What you need to do:
1: Answer these questions using the conferencing endpoint passage.
(a) What kind of memory is given as an example for the memory (140)?
(b) Which four components of the endpoint (10) are coupled via the bus (100)?
(c) Which figures describe the methods that the device of FIG. 1 may operate according to?
2: Write a continuation of the conferencing endpoint passage, starting after its last sentence.

Text block:
* start *

Eventually, a loudspeaker (130) outputs conference audio (received
from a remote endpoint), and a display (48) can output conference
video.
[0022] Thus, FIG. 1 illustrates an example of a device that
combines high-quality foreground with enhanced low-quality
background when encoding and decoding video captured by a camera.
In particular, the device of FIG. 1 may operate according to one or
more of the methods described further below with reference to FIG.
4.1, FIG. 4.2, and FIG. 4.3. As described below, these methods may
reduce the size of an encoded video frame without incurring a
noticeable loss of quality when the frame is decoded and/or
displayed.
[0023] FIG. 2 illustrates components of the conferencing endpoint
of FIG. 1 in detail. The endpoint (10) has a processing unit (110),
memory (140), a network interface (150), and a general input/output
(I/O) interface (160) coupled via a bus (100). As above, the
endpoint (10) has the base microphone (120), loudspeaker (130), the
camera (46), and the display (48).
[0024] The processing unit (110) includes a CPU, a GPU, an NPU, or
a combination thereof. The memory (140) can be any conventional
memory such as SDRAM and can store modules (145) in the form of
software and firmware for controlling the endpoint (10). The stored
modules (145) include the codec (32, 42) and software components of
the other modules (20, 30, 40, 50) discussed previously. Moreover,
the modules (145) can include operating systems, a graphical user
interface (GUI) that enables users to control the endpoint (10),
and other algorithms for processing audio/video signals.

* end *

Stored rows:
* start *

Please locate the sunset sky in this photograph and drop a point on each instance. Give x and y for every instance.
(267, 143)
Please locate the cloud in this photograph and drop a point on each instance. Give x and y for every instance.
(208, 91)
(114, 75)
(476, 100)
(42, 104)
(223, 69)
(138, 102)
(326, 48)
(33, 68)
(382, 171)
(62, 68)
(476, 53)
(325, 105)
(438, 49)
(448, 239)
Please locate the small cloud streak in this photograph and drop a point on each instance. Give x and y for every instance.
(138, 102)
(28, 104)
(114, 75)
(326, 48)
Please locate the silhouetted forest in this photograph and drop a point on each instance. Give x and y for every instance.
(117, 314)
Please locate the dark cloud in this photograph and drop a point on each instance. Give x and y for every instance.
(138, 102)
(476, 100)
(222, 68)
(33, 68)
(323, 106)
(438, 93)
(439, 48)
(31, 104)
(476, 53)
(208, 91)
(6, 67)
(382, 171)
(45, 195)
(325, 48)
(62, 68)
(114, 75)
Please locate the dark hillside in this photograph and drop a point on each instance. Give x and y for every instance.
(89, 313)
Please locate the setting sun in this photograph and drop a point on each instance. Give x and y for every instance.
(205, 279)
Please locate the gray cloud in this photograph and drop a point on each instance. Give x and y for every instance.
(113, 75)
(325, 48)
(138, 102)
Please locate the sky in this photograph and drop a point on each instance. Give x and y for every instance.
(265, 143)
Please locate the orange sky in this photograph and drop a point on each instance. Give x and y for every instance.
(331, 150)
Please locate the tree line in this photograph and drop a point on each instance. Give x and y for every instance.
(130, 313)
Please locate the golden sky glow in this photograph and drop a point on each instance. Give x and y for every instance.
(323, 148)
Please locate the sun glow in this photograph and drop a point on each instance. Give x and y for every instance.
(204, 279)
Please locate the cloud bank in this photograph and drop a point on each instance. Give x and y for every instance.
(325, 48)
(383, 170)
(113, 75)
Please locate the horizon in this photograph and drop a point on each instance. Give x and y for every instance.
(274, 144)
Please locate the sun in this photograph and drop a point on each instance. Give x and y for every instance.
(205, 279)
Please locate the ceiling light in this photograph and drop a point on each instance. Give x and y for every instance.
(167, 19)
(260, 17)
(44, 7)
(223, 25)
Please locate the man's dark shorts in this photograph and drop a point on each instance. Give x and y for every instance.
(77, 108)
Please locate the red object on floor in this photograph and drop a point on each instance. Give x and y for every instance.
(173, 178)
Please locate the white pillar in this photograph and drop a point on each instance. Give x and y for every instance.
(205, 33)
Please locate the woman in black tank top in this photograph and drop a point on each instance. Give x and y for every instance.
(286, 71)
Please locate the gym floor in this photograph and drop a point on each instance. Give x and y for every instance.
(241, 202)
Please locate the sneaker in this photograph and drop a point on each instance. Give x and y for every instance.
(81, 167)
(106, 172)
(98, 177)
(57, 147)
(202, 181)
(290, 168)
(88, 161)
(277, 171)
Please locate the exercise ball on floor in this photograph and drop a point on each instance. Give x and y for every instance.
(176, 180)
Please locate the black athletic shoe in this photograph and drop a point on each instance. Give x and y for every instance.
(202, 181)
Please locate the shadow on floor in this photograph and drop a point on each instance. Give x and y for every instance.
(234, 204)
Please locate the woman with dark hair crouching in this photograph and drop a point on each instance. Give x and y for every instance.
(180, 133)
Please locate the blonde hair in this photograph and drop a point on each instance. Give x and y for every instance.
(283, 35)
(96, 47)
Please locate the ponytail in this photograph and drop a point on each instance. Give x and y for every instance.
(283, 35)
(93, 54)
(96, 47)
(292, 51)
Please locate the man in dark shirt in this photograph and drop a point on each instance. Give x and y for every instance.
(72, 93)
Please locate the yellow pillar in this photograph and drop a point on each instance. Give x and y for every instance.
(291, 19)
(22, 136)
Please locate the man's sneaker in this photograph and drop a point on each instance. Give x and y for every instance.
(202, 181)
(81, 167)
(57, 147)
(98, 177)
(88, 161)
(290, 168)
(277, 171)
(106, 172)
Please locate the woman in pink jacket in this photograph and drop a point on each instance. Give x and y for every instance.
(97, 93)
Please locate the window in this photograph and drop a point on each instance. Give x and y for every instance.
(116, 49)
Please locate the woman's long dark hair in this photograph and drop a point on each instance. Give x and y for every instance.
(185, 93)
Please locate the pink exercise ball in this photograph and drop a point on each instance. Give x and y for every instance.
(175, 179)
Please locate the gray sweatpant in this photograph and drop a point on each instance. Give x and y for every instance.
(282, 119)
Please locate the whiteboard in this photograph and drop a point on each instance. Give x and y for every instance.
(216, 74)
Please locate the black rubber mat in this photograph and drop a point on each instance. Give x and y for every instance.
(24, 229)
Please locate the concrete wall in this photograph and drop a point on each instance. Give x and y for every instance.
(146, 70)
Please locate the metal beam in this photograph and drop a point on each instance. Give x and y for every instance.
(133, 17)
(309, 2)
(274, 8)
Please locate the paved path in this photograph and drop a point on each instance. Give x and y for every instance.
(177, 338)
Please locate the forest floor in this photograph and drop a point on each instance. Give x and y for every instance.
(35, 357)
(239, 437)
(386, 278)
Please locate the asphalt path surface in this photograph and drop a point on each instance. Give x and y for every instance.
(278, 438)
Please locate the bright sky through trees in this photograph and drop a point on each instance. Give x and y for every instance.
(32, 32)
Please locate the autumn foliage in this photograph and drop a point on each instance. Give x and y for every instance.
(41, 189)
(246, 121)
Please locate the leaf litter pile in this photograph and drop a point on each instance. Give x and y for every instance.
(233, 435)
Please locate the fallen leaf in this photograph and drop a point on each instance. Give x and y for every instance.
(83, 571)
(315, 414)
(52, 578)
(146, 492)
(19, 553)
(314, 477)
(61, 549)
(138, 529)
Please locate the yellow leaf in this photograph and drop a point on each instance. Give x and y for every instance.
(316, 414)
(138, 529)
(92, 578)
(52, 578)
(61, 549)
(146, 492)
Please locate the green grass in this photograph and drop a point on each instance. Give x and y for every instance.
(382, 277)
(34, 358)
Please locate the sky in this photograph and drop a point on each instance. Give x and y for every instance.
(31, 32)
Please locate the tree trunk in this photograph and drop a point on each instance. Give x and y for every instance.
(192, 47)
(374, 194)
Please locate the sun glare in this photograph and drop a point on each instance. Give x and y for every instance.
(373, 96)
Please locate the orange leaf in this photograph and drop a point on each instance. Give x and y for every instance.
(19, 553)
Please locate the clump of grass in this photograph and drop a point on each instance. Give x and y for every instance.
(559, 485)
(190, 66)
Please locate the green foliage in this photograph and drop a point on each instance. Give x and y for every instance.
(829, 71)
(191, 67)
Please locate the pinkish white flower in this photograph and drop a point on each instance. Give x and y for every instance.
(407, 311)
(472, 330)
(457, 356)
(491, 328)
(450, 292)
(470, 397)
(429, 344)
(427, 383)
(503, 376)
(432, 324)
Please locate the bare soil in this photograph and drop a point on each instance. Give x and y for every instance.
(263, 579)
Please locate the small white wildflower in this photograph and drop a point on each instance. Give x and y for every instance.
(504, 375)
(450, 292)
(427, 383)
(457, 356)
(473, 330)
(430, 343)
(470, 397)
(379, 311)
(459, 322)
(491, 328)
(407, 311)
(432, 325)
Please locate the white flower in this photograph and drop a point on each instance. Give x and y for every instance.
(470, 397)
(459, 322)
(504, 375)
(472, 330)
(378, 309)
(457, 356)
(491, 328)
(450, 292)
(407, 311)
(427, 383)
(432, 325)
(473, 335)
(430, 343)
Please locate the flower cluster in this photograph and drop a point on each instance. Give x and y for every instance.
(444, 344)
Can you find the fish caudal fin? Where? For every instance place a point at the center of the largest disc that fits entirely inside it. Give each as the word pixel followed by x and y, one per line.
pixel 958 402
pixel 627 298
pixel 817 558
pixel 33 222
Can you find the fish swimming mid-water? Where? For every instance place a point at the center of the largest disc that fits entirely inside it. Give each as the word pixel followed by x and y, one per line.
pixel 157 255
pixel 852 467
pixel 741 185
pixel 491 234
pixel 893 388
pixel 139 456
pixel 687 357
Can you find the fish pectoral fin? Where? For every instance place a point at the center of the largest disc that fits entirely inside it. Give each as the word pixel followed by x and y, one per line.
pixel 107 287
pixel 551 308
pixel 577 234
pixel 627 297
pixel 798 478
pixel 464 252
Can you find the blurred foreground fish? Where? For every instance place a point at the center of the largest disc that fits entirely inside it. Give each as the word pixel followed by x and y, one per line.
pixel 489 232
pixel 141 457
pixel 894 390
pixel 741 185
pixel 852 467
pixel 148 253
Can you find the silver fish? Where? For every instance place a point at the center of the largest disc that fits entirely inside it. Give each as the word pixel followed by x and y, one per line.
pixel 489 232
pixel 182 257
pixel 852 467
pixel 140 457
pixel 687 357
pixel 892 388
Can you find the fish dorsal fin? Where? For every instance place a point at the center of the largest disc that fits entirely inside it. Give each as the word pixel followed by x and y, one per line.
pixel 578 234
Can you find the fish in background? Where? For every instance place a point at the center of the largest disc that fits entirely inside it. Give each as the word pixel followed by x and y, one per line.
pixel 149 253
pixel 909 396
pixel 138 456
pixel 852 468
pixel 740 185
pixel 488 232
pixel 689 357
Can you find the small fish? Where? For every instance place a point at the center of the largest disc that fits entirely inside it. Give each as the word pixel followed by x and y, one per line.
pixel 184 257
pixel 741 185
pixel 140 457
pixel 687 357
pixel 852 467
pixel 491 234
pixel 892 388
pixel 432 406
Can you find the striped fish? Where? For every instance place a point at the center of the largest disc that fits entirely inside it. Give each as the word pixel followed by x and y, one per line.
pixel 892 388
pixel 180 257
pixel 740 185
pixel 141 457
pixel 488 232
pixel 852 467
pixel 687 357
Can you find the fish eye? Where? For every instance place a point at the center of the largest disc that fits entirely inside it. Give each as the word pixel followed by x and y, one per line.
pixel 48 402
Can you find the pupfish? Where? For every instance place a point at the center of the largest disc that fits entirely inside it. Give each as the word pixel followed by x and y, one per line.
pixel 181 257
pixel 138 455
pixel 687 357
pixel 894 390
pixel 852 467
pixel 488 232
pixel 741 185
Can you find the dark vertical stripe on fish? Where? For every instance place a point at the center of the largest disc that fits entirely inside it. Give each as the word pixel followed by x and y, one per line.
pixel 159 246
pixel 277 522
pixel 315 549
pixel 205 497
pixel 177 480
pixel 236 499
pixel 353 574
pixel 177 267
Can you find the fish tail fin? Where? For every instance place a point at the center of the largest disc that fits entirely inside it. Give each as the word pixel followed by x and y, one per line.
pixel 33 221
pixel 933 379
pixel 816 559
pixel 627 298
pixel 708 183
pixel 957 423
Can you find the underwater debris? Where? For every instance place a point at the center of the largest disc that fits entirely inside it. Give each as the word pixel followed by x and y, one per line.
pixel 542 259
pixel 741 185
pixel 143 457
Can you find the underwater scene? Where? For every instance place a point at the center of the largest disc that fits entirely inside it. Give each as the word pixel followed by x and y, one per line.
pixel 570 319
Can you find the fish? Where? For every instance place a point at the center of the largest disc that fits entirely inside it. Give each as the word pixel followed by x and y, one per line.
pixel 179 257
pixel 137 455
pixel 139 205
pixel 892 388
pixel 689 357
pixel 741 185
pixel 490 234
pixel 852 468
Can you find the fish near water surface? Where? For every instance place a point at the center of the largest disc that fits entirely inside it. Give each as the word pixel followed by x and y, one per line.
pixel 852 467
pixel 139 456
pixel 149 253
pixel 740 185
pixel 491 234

* end *

Per-task outputs:
1:
(a) SDRAM.
(b) The processing unit (110), the memory (140), the network interface (150), and the general input/output (I/O) interface (160).
(c) FIG. 4.1, FIG. 4.2, and FIG. 4.3.

2:
[0025] The network interface (150) provides communications between
the endpoint (10) and remote endpoints (60). By contrast, the
general I/O interface (160) can provide data transmission with
local devices such as a keyboard, mouse, printer, overhead
projector, display, external loudspeakers, additional cameras,
microphones, etc.
[0026] As described above, the endpoint (10) receives encoded video
with a low quality background and decodes the encoded video without
incurring a noticeable loss of quality. Thus, FIG. 2 illustrates an
example physical configuration of a device that enhances a
low-quality background when decoding video.
[0027] FIG. 3.1 shows a video module (40.1) of the endpoint (10).
As shown in FIG. 3.1, the video module (40.1) includes
functionality to receive an input video frame (302) from the camera
(46). The input video frame (302) may be a video frame in a series
of video frames captured from a video feed from a scene. For
example, the scene may be a meeting room that includes the endpoint
(10).
[0028] The video module (40.1) includes a body detector (304), an
encoder (312), a decoder (320), and a machine learning model (332).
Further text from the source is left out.